### Work task
Below are the records. Count the lines containing the string "rear", and reply with the number alone.

### Materials provided
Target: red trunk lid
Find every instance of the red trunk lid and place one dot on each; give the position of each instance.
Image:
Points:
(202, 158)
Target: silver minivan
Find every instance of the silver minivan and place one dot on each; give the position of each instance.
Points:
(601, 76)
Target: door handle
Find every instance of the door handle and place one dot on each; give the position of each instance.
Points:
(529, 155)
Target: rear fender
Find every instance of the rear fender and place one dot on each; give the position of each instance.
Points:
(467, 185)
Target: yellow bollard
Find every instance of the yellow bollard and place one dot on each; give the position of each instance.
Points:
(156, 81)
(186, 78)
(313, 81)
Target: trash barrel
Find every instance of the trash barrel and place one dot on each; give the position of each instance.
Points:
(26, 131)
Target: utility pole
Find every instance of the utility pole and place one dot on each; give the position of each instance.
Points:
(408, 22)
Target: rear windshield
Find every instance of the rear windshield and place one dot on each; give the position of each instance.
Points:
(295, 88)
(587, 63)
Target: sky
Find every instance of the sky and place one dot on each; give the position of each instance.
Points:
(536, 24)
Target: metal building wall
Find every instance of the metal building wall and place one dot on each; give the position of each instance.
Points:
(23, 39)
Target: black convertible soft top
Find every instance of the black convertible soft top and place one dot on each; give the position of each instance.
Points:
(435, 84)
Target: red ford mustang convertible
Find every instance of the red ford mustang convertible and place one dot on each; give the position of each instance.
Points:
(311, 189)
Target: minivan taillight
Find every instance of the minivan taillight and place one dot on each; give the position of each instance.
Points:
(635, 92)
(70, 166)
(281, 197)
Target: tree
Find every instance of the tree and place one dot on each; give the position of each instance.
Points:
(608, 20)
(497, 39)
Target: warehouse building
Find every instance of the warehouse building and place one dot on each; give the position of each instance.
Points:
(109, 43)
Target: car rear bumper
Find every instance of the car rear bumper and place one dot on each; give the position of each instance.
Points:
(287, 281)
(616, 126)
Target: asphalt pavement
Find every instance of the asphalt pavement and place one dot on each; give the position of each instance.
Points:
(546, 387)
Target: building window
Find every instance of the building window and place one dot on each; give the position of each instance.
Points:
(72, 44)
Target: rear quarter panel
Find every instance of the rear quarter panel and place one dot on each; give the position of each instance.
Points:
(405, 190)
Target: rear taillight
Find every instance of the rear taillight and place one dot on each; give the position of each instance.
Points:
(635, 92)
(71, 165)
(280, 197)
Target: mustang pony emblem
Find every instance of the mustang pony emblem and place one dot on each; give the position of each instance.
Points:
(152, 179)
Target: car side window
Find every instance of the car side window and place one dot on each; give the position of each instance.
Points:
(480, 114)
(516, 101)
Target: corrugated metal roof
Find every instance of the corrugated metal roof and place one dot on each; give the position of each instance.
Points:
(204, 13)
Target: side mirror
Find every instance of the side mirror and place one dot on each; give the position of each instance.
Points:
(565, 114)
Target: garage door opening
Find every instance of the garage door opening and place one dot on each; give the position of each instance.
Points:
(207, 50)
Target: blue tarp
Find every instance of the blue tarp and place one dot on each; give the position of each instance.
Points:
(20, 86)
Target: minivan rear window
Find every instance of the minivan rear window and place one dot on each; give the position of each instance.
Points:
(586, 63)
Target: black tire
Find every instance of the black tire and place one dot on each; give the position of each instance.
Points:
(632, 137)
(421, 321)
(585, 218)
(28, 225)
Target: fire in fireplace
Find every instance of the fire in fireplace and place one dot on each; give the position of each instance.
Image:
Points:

### Exercise response
12